QUOTED PASSAGE |
Or if it's them actually doing something a little bit more thought out and saying, wow, this is just like Elvis, who was so influenced by Chuck Berry's music.
And then he took that sound and popularized it with white audiences.
I have no idea.
I think it could be interpreted both ways, ways, but I can't figure it out.
Yes, a white man stealing black men's music and then teaching it back to them as though he is the one who had created it.
Yes.
There was actually more of Marty teaching them rock and roll in at least the second draft of the script that they removed, I think smartly.
There are a couple of things they removed.
There's a scene that was actually shot where Marty fears that like, you know, what if I go through with this with my mom and then in the future I'm gay?
And then like if they're trying to set up a joke where Doc's like, why wouldn't you want to be happy?
And he just doesn't understand what Marty's saying.
But I think they smartly cut that.

REQUESTS |
a. Answer these about the film discussion transcript:
(i) Whose music is Elvis said to have been so influenced by?
(ii) In at least which draft of the script was there more of Marty teaching them rock and roll?
(iii) In the scene that was shot and later cut, what does Marty fear might happen in the future?
b. Continue the film discussion transcript after its final line.

GIVEN RECORDS |
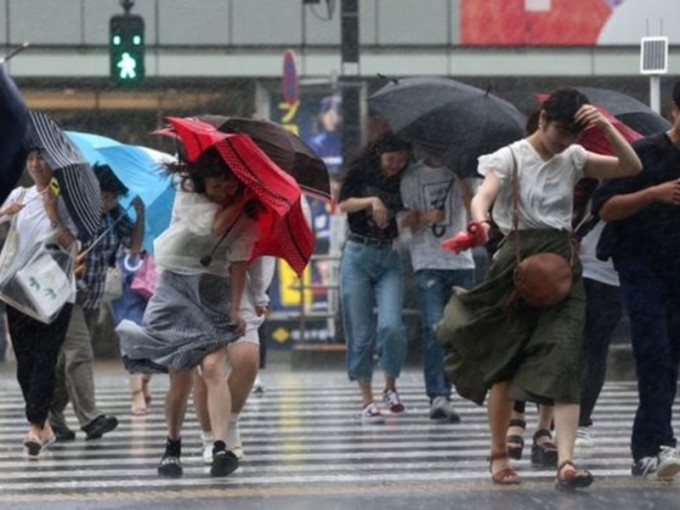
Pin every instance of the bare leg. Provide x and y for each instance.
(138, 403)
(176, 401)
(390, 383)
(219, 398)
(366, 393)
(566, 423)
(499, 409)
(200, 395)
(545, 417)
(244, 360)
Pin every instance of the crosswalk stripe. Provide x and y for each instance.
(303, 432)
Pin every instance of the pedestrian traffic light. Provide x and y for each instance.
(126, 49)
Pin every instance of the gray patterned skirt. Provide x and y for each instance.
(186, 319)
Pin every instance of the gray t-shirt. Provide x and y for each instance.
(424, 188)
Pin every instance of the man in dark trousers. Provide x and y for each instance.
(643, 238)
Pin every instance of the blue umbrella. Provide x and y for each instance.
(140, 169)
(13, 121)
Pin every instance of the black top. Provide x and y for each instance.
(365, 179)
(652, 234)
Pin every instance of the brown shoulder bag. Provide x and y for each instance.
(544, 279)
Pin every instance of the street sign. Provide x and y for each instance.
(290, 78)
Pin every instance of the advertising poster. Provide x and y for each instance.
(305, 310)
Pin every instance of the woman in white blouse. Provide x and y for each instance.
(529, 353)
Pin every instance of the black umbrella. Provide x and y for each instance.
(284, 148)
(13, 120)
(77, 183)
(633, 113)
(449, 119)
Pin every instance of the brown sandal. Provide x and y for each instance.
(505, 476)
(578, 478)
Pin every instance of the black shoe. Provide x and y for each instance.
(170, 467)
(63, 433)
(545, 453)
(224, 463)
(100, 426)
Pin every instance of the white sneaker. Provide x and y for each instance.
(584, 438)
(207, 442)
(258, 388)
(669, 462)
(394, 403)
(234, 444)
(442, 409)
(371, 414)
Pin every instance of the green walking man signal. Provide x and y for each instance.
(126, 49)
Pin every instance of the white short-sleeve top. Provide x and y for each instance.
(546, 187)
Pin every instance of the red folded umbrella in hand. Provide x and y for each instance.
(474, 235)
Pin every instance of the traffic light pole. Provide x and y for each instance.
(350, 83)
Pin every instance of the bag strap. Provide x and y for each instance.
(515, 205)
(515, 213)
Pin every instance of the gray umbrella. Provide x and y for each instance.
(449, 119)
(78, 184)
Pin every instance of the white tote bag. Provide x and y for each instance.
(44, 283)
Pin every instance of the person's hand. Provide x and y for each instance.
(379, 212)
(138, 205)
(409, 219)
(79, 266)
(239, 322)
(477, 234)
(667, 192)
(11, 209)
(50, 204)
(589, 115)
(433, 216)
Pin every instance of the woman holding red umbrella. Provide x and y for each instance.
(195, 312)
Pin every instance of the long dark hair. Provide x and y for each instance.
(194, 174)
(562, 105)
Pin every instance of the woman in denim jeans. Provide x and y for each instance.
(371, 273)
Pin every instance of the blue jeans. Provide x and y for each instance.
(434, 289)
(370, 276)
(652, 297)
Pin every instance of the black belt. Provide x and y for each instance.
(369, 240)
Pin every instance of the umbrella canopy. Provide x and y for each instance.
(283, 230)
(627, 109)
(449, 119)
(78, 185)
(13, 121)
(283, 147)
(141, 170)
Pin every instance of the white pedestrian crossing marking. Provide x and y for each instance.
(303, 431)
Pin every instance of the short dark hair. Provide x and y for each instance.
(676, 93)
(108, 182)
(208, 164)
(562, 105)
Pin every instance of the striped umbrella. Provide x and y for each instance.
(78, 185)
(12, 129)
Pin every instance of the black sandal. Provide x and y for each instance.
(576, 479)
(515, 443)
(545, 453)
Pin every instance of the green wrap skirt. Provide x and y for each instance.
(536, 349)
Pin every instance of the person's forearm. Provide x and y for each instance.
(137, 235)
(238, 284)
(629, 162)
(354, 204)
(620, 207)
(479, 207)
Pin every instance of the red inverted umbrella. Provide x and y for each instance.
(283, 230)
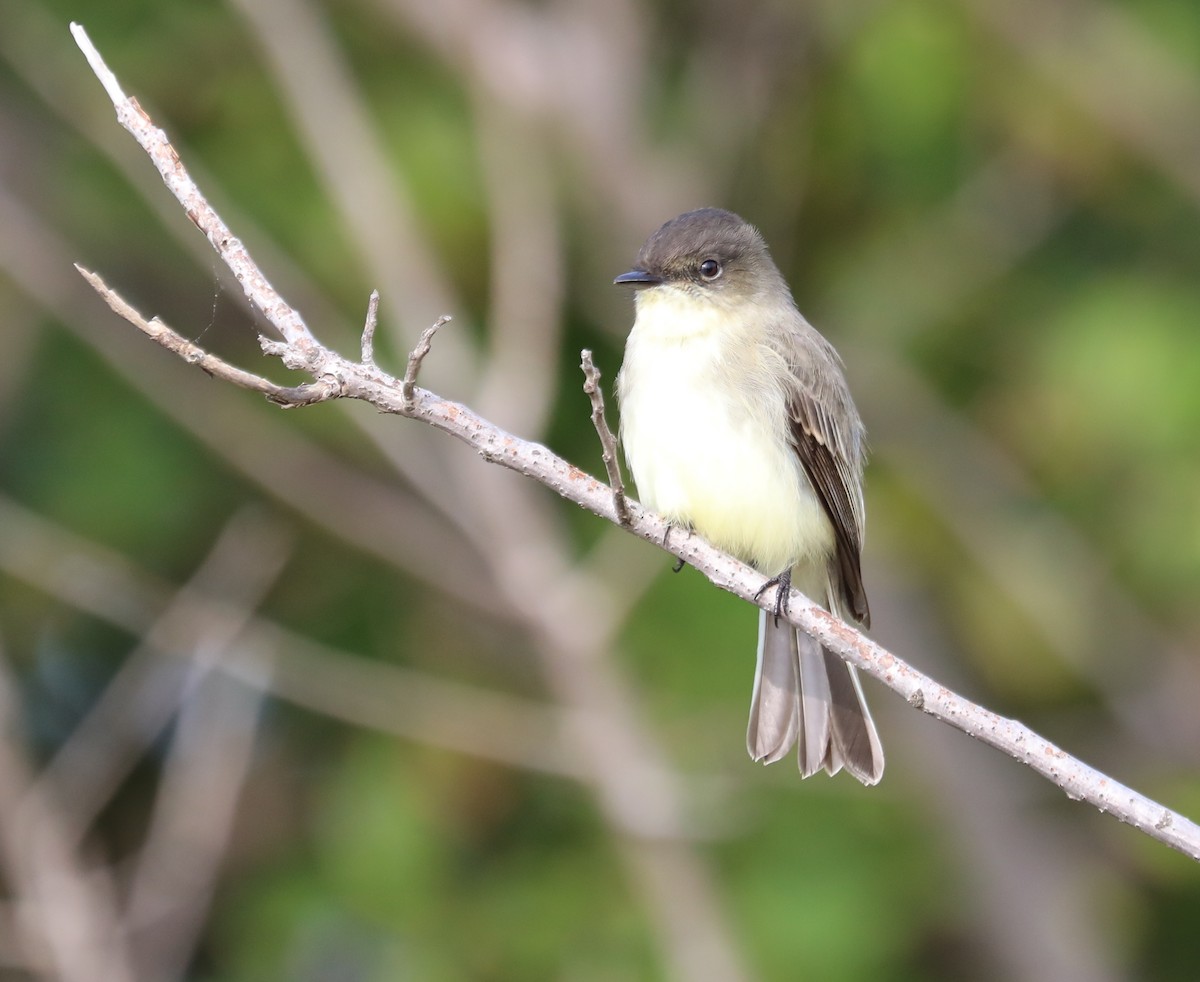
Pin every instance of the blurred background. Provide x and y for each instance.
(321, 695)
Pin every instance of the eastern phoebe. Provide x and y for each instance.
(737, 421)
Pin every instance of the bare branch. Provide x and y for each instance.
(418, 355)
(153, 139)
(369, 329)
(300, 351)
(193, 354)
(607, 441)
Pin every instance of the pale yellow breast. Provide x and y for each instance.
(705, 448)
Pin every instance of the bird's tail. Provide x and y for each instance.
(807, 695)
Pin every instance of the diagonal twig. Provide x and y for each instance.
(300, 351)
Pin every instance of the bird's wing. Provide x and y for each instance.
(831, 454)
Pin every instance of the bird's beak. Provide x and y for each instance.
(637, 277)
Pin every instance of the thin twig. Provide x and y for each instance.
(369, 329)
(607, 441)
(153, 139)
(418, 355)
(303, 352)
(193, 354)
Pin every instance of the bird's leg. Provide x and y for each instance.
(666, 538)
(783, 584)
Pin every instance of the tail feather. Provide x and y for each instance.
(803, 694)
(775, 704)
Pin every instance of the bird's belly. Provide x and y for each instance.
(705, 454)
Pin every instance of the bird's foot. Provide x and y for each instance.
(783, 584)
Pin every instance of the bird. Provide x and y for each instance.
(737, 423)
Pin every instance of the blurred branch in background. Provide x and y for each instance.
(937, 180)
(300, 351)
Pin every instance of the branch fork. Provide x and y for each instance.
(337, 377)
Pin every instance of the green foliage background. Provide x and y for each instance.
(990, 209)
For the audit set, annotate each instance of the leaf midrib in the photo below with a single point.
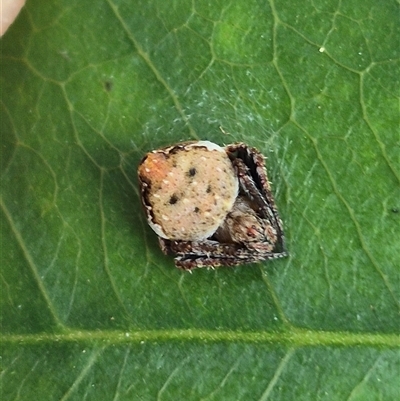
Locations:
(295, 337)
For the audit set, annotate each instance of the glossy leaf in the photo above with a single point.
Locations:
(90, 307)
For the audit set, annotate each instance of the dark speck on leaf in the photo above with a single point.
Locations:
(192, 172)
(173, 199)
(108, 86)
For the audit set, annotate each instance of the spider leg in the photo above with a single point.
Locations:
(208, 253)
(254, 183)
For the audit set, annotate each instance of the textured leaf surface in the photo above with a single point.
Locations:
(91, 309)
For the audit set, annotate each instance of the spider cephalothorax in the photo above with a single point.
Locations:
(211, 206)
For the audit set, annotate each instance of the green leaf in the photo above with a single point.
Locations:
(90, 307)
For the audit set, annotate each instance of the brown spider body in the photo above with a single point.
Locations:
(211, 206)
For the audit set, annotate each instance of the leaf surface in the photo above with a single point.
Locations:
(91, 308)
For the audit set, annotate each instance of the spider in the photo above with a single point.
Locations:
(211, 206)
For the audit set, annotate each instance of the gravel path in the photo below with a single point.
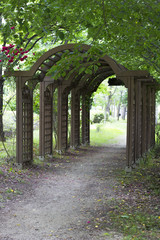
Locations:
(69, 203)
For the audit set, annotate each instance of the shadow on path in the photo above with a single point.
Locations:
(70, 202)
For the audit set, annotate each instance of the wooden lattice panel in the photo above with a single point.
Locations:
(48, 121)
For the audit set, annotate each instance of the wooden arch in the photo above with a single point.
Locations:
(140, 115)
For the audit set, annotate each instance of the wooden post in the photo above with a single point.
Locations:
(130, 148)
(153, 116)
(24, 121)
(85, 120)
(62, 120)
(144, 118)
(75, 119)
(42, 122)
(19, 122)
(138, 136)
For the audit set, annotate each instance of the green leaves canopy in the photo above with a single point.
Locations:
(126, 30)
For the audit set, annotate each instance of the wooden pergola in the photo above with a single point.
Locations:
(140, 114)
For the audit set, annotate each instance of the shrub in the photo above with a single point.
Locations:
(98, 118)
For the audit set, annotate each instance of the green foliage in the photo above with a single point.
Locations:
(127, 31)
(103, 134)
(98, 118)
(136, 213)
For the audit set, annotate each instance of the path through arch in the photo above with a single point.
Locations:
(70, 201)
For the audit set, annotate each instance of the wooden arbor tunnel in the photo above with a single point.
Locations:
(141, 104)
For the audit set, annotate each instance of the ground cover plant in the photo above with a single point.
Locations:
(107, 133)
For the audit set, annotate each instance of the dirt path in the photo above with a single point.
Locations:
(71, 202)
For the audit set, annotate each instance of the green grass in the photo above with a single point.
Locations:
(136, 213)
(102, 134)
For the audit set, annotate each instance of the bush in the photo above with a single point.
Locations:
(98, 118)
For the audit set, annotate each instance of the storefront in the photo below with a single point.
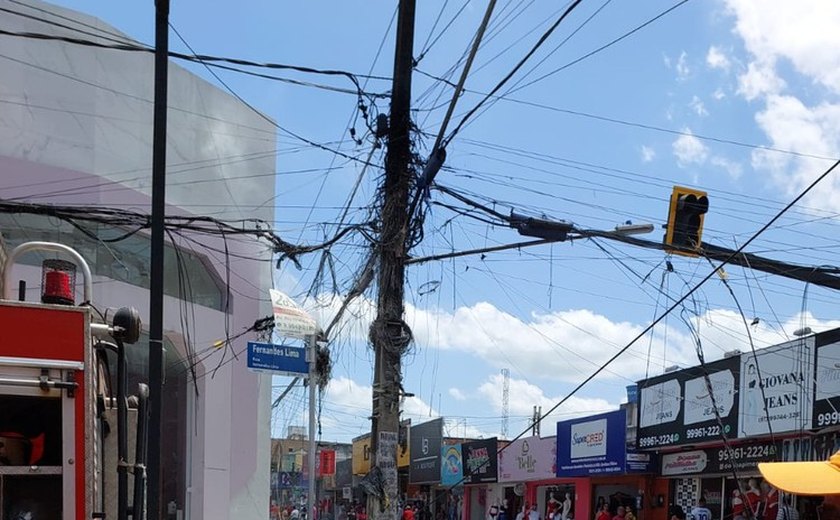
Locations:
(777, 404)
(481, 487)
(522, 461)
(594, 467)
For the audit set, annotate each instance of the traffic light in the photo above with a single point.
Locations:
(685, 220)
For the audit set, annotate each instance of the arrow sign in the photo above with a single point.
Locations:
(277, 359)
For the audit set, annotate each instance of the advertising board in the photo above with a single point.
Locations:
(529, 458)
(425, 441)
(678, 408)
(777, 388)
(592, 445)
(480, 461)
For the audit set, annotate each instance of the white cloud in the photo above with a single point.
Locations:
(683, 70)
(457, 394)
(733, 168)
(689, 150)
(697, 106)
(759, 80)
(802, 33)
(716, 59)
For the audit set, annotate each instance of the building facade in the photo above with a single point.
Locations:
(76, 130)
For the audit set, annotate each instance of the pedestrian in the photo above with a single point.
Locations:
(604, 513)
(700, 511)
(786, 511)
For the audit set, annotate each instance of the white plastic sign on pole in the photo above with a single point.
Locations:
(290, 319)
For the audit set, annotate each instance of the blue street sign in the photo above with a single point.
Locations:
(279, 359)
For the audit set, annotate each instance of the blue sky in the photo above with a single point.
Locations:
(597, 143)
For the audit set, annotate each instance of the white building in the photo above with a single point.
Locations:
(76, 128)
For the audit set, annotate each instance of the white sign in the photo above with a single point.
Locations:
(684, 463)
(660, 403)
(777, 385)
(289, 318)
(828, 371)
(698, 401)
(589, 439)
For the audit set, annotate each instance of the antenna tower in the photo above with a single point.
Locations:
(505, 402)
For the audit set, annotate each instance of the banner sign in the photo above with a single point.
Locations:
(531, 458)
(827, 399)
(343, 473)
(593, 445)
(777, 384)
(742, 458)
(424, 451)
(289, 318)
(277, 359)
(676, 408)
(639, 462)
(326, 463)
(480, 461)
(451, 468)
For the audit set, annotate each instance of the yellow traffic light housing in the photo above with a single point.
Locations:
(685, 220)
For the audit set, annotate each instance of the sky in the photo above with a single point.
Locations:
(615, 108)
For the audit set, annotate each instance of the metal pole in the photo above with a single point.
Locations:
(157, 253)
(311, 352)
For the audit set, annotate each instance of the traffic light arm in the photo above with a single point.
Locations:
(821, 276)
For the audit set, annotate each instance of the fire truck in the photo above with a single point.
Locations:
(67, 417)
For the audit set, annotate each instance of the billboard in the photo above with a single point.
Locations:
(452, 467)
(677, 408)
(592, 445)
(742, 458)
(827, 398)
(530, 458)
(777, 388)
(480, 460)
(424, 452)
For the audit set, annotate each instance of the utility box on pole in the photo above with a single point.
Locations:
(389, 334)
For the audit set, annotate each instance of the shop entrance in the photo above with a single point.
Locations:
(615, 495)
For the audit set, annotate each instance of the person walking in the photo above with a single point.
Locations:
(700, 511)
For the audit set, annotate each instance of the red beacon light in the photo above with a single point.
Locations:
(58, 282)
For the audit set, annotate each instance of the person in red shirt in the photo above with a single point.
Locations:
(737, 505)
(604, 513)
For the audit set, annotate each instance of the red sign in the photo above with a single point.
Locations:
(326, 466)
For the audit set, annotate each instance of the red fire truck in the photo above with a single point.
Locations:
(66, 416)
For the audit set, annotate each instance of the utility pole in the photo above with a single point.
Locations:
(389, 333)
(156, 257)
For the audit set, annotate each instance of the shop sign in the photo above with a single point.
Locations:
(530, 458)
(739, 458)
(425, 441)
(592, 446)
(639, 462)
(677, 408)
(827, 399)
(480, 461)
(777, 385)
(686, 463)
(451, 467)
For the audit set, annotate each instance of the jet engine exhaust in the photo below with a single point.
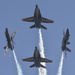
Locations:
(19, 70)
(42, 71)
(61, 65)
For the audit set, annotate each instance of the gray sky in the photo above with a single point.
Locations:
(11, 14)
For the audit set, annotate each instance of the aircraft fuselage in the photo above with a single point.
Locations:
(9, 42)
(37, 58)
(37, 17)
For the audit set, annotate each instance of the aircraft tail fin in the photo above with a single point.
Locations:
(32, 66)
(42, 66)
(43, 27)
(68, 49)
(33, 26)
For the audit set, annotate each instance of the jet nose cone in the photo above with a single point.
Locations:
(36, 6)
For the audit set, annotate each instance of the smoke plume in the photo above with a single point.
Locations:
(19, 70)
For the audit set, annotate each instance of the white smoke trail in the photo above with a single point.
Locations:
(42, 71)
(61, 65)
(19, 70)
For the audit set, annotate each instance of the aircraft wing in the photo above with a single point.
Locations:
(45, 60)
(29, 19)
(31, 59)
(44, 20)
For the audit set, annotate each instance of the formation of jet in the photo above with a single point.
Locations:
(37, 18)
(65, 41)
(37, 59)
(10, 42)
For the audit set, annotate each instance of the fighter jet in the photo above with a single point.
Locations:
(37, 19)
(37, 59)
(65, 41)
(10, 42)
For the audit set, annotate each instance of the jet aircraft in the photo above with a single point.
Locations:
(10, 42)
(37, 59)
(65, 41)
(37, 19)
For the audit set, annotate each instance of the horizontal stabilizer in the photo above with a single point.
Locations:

ANSWERS BELOW |
a.
(i) Chuck Berry's.
(ii) The second draft.
(iii) That if he goes through with this with his mom, he will be gay in the future.

b.
One, I think, addition that was very smart is they do not address the segregation of the 1950s in the first couple of drafts.
And introducing Wilson, the town's mayor, I think is a very smart way of just showing, hey, there has been progress, by the way.
It's not just that we're just going to do this revisionist history of the past.
There has been progress to the 1980s.
Things have gotten better for some people, even if they haven't for the McFlys.
So everybody seemed to smell, Lizzie, that a hit was coming, including the producers of Teen Wolf, who decided our movie's not great.
We're going to push it to after the release of Back to the Future and see if we can ride on the coattails of this movie.
And Universal, I will say, in a classy move, took out an ad in Variety thanking each post-production member by name for their tireless work on the film.
An unexpected move.
So, Back to the Future opened wide on July 3rd, 1985.
Michael J.
Fox got a call from his agent.
He was out of town at the time of the release, and he immediately apologized for his performance.
And his agent said, shut, shut, shut up, Marty.
Shut your mouth.
Shut your mouth.
Back to the Future is going to be the biggest movie of the summer.
But of course, Lizzie, he was wrong.
It was going to be the biggest movie of the year.
Wow.
So reviews were generally positive.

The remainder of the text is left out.